— begin Selection —
Monthly Archives: March 2014

Theatrecorp and a Question of Technique.

Theatrecorp, which specialises in World Theatre Classics and adaptations is now planning its next production. Go to the link of Theatrecorp on this page to read something of the company history.

When Theatrecorp produced its seventh show, MEASURE FOR MEASURE, last year, it was the first show we had done where the show was created using the Chekhov Technique as the main plank of the rehearsal process. When I say this, I do not mean to say that it was the only way we created the work, but that it was the main theatrical language we used. In fact, I actually excluded very talented people who had had no experience with the Chekhov work, so keen was I to follow this through and use it as a directing process. The first week of this process is well documented in the Michael Chekhov Association  newsletter 2014 which you can access by going to their website http://www.michaelchekhov.org so I am not going to go into too much detail here about the nuts and bolts journey of that initial exploration.
What are the drawbacks of using one technique? Might this be restrictive ? I would argue that all techniques have within them certain dangers when they are too solely and too rigorously applied, especially in ensembles where any inherent dangers in the technique are thereby multiplied by the practitioners. However, on the ‘plus’ side, one technique gives a company a basic common language with which to work, putting everyone on the same page and hopefully making powerful work.If you truly believe that theatre is a group endeavour, a technique common to all, at least in part, can only be positive.

Of course , everyone brings their own background and training to any play so that one technique and ensemble is also enriched by the sensibility, training and focus of every person in the room.

Professionally, however, this diversity is often a free-for-all in journeyman productions when actors and director collaborate for only one production,(a common scenario as we all know) because friction can arise through the different working processes of the director and the different actors. I can always remember one actor raging at another in a full rehearsal room ‘ I do not use your fucking technique,and don’t try and make me!’

As an aside, when I was auditioning actors in London, it was often possible to tell where a person had been trained from the way they performed their audition pieces. This is how profoundly technique and training affects your work. This might sound a bit grandiose, but it is very true that acting techniques are very much philosophies which are not just about how they ask us to look at theatre but how to look and react to the world in which we live.
— end Selection —
— begin Data provided —
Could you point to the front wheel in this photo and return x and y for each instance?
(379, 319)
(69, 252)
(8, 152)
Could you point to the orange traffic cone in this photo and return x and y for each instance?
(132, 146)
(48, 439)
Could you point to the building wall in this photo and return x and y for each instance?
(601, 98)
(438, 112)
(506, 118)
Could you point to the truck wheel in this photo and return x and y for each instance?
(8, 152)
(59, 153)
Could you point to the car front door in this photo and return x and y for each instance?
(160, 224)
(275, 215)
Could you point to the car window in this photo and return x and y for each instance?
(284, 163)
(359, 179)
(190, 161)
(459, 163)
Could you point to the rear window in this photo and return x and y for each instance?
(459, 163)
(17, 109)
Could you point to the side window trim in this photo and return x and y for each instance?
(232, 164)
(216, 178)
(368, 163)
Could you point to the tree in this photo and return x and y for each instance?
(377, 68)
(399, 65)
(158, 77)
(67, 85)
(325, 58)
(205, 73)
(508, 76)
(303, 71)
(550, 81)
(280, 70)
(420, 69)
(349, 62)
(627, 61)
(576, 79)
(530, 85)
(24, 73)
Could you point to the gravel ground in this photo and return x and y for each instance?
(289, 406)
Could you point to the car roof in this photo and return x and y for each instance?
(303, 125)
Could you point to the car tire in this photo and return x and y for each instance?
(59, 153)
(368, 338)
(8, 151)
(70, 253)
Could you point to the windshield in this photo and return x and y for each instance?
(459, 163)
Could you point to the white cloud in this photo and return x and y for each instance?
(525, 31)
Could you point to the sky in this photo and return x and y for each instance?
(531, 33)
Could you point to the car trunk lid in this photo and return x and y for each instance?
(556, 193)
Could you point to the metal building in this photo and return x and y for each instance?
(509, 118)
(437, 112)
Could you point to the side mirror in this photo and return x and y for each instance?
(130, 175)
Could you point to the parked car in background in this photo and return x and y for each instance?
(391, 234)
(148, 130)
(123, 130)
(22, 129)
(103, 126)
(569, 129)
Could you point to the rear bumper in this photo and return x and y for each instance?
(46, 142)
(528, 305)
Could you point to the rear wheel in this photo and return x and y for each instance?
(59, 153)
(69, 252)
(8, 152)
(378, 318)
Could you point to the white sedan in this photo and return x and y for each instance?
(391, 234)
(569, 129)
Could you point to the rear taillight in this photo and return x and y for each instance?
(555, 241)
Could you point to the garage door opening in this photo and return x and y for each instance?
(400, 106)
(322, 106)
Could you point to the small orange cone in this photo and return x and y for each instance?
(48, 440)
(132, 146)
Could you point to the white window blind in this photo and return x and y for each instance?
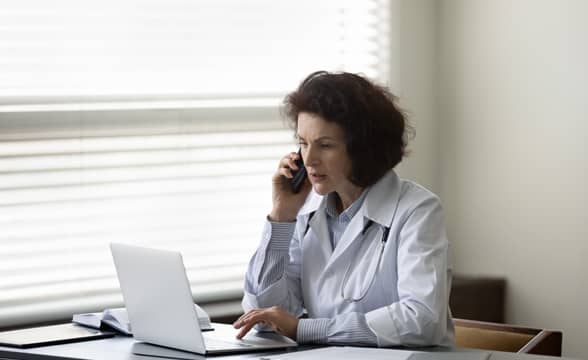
(204, 48)
(151, 122)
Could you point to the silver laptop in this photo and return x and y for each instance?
(161, 311)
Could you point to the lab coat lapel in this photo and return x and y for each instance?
(320, 230)
(379, 206)
(350, 235)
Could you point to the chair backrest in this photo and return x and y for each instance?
(504, 337)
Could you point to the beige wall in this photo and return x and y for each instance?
(502, 136)
(513, 93)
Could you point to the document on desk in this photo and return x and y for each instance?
(343, 353)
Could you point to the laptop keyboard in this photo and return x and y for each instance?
(217, 344)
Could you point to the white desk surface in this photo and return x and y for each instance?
(119, 348)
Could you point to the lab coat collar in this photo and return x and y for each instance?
(379, 205)
(382, 199)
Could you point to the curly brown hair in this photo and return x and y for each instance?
(376, 130)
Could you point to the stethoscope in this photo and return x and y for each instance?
(364, 293)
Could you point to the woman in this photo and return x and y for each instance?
(363, 253)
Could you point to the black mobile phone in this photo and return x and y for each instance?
(298, 175)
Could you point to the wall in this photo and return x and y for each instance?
(413, 78)
(513, 175)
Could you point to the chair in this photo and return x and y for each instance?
(503, 337)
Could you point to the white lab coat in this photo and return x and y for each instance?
(404, 299)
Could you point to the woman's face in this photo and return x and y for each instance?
(325, 155)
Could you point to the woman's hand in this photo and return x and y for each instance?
(274, 317)
(285, 202)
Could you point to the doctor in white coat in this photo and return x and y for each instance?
(358, 256)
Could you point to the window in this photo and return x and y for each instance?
(151, 122)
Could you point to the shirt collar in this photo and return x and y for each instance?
(348, 213)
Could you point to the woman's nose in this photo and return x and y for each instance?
(310, 158)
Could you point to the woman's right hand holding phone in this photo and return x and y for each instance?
(286, 203)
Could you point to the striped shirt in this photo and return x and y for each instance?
(350, 328)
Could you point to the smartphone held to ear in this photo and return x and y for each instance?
(298, 175)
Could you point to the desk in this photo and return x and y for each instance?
(119, 348)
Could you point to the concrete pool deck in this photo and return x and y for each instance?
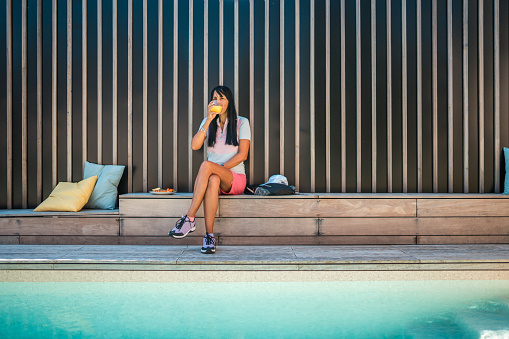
(457, 260)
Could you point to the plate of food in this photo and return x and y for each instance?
(162, 191)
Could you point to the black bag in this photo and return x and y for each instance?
(269, 189)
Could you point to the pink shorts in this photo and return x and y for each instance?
(238, 184)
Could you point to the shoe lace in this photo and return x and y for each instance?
(210, 240)
(180, 222)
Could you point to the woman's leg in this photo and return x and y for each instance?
(201, 183)
(210, 202)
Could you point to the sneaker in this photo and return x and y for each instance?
(209, 244)
(182, 227)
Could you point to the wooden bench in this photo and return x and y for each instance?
(84, 227)
(304, 219)
(328, 218)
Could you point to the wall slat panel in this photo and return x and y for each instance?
(8, 22)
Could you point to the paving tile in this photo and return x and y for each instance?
(239, 254)
(137, 257)
(38, 248)
(375, 253)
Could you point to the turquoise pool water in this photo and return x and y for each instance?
(362, 309)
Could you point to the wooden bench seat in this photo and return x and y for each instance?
(318, 218)
(24, 226)
(329, 218)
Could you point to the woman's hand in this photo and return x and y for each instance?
(211, 115)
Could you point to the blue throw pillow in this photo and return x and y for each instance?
(506, 183)
(104, 195)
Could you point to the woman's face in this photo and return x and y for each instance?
(222, 101)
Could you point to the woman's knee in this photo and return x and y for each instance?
(206, 166)
(214, 181)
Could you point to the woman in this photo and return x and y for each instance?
(228, 136)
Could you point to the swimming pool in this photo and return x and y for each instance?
(353, 309)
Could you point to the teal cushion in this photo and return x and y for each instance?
(104, 195)
(506, 183)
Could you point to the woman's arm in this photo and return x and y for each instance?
(201, 135)
(240, 156)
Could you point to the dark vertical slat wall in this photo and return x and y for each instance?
(438, 117)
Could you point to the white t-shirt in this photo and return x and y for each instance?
(221, 152)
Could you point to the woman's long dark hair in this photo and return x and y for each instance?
(231, 131)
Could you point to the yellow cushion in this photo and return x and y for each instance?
(68, 196)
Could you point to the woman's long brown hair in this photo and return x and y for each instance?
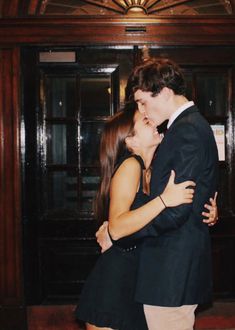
(112, 149)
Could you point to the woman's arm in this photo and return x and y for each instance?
(124, 185)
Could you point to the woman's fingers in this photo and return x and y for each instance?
(186, 184)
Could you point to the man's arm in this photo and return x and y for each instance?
(187, 161)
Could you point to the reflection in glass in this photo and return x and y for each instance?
(211, 93)
(61, 96)
(61, 192)
(189, 85)
(95, 95)
(62, 144)
(90, 134)
(90, 182)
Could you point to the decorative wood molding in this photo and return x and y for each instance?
(10, 214)
(182, 30)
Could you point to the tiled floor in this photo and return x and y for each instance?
(219, 317)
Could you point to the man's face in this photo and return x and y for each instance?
(154, 107)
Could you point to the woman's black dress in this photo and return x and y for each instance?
(107, 299)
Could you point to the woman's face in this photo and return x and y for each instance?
(145, 131)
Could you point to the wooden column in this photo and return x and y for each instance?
(12, 312)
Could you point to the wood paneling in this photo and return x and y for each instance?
(162, 31)
(10, 212)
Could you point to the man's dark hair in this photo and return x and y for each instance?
(155, 74)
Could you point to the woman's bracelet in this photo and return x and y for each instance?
(162, 201)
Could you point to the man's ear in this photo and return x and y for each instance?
(167, 93)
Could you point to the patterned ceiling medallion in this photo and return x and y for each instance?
(133, 7)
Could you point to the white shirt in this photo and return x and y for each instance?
(178, 112)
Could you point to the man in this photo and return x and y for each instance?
(175, 259)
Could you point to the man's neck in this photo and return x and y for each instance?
(177, 102)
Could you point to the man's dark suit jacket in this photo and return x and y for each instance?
(175, 259)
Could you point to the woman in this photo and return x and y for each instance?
(128, 144)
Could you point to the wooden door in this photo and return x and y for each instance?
(65, 107)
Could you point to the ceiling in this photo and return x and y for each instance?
(130, 7)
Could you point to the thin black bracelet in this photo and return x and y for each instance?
(162, 201)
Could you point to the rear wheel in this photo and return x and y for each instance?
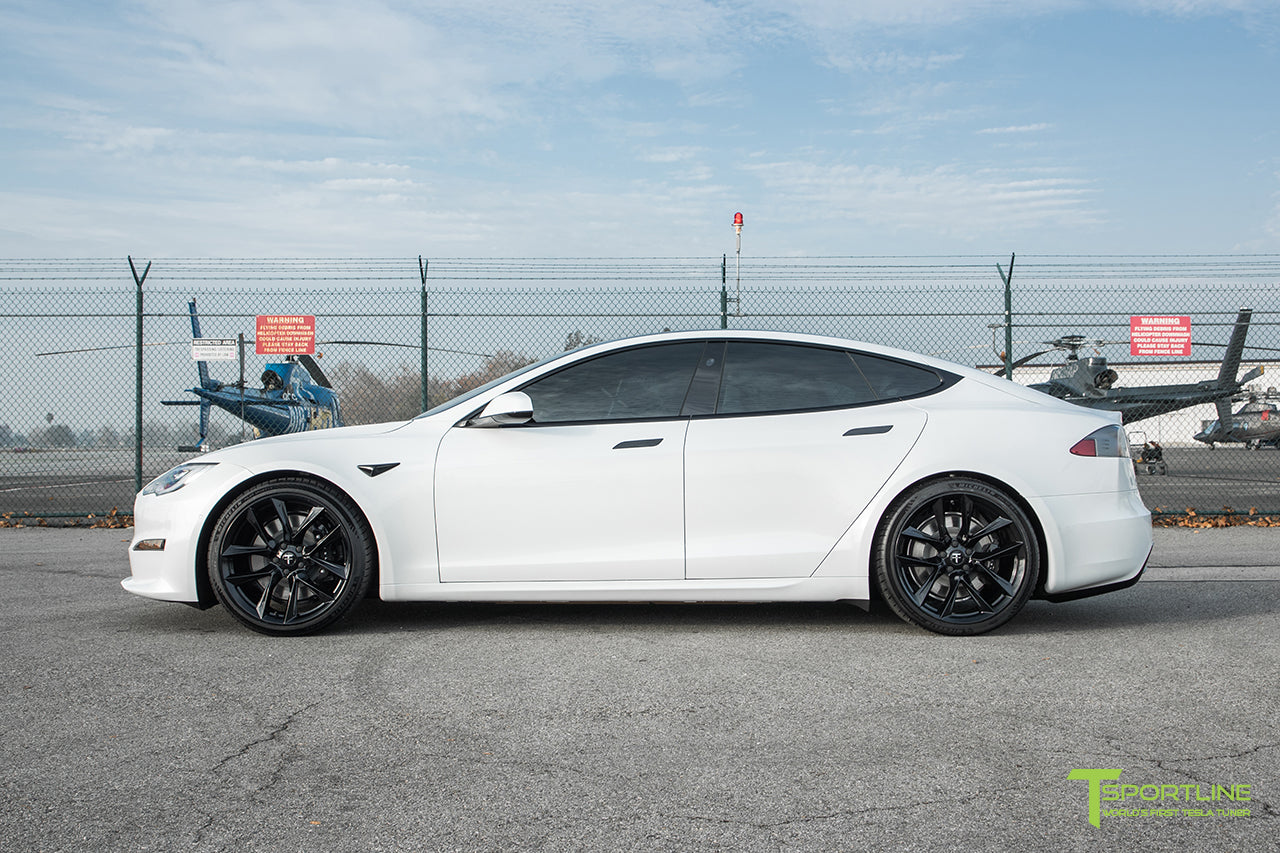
(291, 556)
(956, 556)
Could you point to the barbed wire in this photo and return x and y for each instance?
(818, 269)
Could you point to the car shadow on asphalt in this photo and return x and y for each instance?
(1150, 603)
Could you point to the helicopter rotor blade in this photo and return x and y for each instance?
(314, 369)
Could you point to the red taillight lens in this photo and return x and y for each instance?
(1106, 441)
(1086, 447)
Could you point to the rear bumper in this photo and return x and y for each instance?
(1105, 542)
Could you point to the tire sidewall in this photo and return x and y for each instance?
(883, 553)
(342, 507)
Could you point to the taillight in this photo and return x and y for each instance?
(1105, 441)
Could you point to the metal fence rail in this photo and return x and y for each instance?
(91, 350)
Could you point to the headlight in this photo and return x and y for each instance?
(176, 478)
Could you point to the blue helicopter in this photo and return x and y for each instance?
(295, 396)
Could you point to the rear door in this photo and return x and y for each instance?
(593, 489)
(801, 439)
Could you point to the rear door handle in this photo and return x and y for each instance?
(869, 430)
(639, 442)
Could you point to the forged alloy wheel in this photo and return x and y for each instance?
(956, 556)
(291, 556)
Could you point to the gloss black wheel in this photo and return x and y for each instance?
(291, 556)
(956, 556)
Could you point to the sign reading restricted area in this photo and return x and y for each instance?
(1160, 336)
(213, 349)
(287, 334)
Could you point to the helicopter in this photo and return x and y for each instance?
(1256, 424)
(295, 397)
(1089, 382)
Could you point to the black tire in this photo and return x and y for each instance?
(956, 556)
(291, 556)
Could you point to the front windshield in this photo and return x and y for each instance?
(475, 392)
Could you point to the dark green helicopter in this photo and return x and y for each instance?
(1256, 424)
(1089, 382)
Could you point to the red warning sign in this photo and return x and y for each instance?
(1160, 336)
(286, 334)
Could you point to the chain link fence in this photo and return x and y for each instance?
(97, 377)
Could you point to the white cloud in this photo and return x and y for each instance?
(1018, 128)
(944, 200)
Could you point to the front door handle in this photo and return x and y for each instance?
(639, 442)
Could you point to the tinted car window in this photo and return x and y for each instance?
(643, 383)
(895, 379)
(776, 377)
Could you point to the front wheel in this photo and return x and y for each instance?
(291, 556)
(956, 556)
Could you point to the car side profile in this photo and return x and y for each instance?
(693, 466)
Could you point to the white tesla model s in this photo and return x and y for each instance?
(672, 468)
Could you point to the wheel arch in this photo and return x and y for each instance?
(1023, 503)
(205, 588)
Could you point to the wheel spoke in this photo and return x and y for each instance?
(1008, 588)
(320, 593)
(949, 605)
(940, 518)
(265, 601)
(338, 569)
(983, 606)
(257, 525)
(282, 512)
(312, 514)
(1000, 553)
(935, 542)
(999, 524)
(250, 550)
(291, 606)
(250, 576)
(922, 592)
(319, 543)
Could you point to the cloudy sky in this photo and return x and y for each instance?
(635, 128)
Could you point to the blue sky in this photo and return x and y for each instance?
(629, 128)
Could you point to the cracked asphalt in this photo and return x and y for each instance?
(137, 725)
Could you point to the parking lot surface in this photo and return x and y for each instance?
(138, 725)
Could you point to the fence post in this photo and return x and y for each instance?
(137, 387)
(723, 291)
(1009, 316)
(421, 272)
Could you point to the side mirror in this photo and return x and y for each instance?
(507, 410)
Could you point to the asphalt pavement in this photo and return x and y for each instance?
(138, 725)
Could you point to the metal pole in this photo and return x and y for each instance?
(243, 423)
(739, 272)
(137, 386)
(421, 272)
(1009, 316)
(723, 291)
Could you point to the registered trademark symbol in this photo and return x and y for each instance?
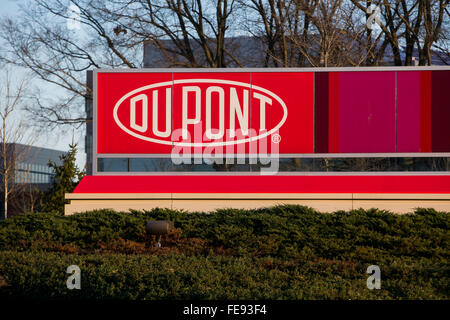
(276, 138)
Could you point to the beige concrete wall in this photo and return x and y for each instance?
(398, 203)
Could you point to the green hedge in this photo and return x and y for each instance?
(284, 252)
(37, 274)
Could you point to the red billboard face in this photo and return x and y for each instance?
(154, 113)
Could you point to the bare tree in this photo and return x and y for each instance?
(409, 23)
(14, 129)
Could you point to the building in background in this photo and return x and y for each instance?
(31, 176)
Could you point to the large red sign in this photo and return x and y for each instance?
(219, 112)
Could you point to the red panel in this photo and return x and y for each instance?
(440, 111)
(334, 143)
(408, 111)
(425, 111)
(321, 116)
(296, 90)
(111, 87)
(264, 184)
(367, 112)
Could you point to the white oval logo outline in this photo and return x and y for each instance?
(200, 144)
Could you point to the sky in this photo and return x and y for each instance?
(58, 139)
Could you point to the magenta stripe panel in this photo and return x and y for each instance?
(408, 111)
(367, 112)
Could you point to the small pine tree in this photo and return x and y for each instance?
(67, 176)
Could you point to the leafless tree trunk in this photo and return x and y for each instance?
(14, 129)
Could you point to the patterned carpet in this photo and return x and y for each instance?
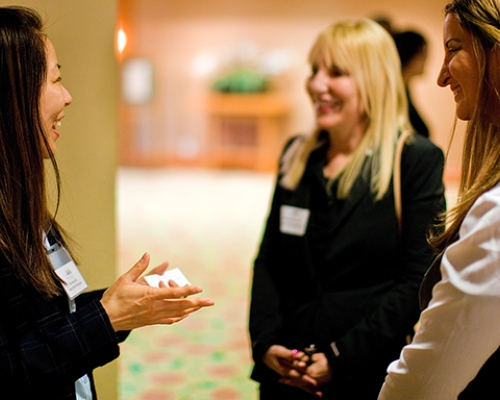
(208, 224)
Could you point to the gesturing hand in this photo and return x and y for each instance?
(130, 303)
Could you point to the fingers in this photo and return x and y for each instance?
(138, 269)
(160, 269)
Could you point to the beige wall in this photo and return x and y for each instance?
(82, 33)
(172, 34)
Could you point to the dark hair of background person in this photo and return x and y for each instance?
(409, 44)
(23, 201)
(412, 50)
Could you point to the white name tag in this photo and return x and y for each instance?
(66, 269)
(293, 220)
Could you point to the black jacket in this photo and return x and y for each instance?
(43, 348)
(350, 279)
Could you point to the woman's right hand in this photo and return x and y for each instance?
(291, 366)
(131, 304)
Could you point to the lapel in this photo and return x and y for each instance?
(359, 191)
— end Data provided —
Does each statement below agree with the Theatrecorp post? Answer yes or no for each, and quote the words from the post that settle it.
1. MEASURE FOR MEASURE was Theatrecorp's seventh show.
2. The Chekhov Technique was the only way the work for MEASURE FOR MEASURE was created.
3. Very talented people with no experience of the Chekhov work were included in that production.

# Result of this exercise
1. Yes: "When Theatrecorp produced its seventh show, MEASURE FOR MEASURE, last year"
2. No: "I do not mean to say that it was the only way we created the work"
3. No: "I actually excluded very talented people who had had no experience with the Chekhov work"